特集:総点検!アジアの非関税措置南西アジア最良の結果、その実態は?(スリランカ)

2019年3月15日

スリランカに在ASEAN日系企業から熱い視線が注がれている。2018年10月にシンガポール日本商工会議所、1月にはバンコク日本人商工会議所のミッション団がスリランカを訪問。地域の物流ハブ機能を魅力として進出先候補に挙がる。ハブ機能に磨きをかけるように、シンガポールとの自由貿易協定(FTA)が発効し、ASEANとの貿易環境が整いつつある。一方で、一部のスリランカ進出日系企業からは、輸入制限や基準・認証制度が課題だという声が聞かれた。

南西アジアで最良でも、輸入制限などが課題

ジェトロは2018年10月から11月にかけて、「2018年度アジア・オセアニア進出日系企業実態調査」(以下、ジェトロ調査)を実施した。「ビジネスを阻害する非関税措置」について回答した進出日系企業28社のうち、10社(35.7%)が「ビジネスを阻害する非関税措置がある」と回答した。そのうち5社が輸入制限を、4社が基準・認証制度などを主な非関税措置として挙げた。「ある」と回答した企業の8割は非製造業だった。「ある」とした企業の割合35.7%は、調査対象国の中で3番目に低く、南西アジアでは最も低い結果となった。

表1:スリランカにおけるビジネスを阻害する非関税措置(複数回答)(-は値なし)
ビジネスを阻害する非関税措置 全体 製造業 非製造業
輸入制限(輸入者登録義務、輸入ライセンス制度、数量規制、輸入課徴金など) 5 - 5
基準・認証制度(強制規格など) 4 1 3
輸出制限(未加工資源の輸出禁止、輸出税など) 2 1 1
外資規制(サービス貿易の阻害) 2 - 2
現地調達(ローカルコンテント)要求、国産品優先補助金など 2 - 2
差別的な税制(関税以外) 2 - 2
セーフガード、アンチダンピング課税 - - -
特恵関税利用時の原産地証明書の否認 - - -
知的財産の侵害(水際での模倣品差し止め措置ができない) - - -
その他 1 - 1
特に問題なし 18 8 10
回答数 28 10 18

注:影響がある項目は複数回答、特に問題なしの場合は他の項目選択不可
出所:「2018年度アジア・オセアニア進出日系企業実態調査」(ジェトロ)

輸入制限に課題を感じる回答企業は全て非製造業だった。スリランカでは、輸入・輸出管理法(1969年制定)の下で、規制品目を除き原則として自由に輸入できるが、複数の企業が課題だとする背景には、基準・認証制度や現地調達要求と密接な関連性があると推察できる。

スリランカ基準機関法(1964年制定)により、スリランカ基準機関(SLSI)は特定品目(注)の輸入に関し、所定の基準仕様に合致させる権限を有しており、SLSIはHSコードに基づき規格検査を行う。その際、特定品目の輸入については、(1)製品の品質証明書の有無、(2)輸入される製品の生産者に関する信頼性および過去の実績を証明する証拠の有無、の2点が必要となる。

+===+

- [短い課題]: 上に示したスリランカの非関税措置に関する記事を、最後の文に続けて書き進めてください。

(データファイルの一部)
+===+

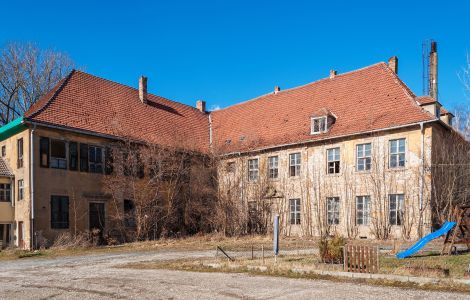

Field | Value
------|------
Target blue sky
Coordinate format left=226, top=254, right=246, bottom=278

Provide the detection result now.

+===+

- [課題の結果]:
「現地調達要求、国産品優先補助金など」に関連する課題についても、複数の情報が得られた。日系建設会社によると、特定の石油製品は元国営企業のセイロンペトロリウムが寡占状態で製造しているため、市場価格は同企業が設定する。同一製品を海外から輸入しようとした際に、「不当に安価」とされ輸入できなかったという。また、「地場企業には製造できない品質というお墨付きを得なければ輸入できない製品がある」と日系物流会社は話す。地場企業でも製造できれば、輸入の必要性がないと判断される可能性があるという。

スリランカは外資に対して開かれているとは言い難い面もある。スリランカの地理的優位性から、南西アジア地域の物流ハブとして機能しているが、物流業に対しては外資規制が設けられている。貨物輸送、海運代理業は原則40%まで、航空運送業、沿岸海運業についてはスリランカ政府が認可した割合まで出資可能となる。ただし、貨物輸送、海運代理業はスリランカ投資委員会(BOI)の認可があれば40%以上の外資出資が可能だ。認可基準は明文化されていないが、BOIによると、投資額の大きさや産業に与える影響などが考慮されるようだ。

事業運営コストの入念な事前調査が必要

スリランカへの輸入時には、関税以外に売上税や物品税など多くの間接税が設けられている点に注意が必要だ。例えば、スリランカに輸入される物品のCIF価格の7.5%が港湾・空港開発税(PAL)として課される(表2参照)。販売時には、輸入業者、製造業者、サービス業者の四半期ごとの売上高に対して2%が国家建設税(NBT)として課される。

表2:日系企業が課題とする輸入時にかかる関税以外の諸税
付加価値税
(VAT)
15%(すべての商品・サービスのうち、免税品目、課税除外対象品目を除く)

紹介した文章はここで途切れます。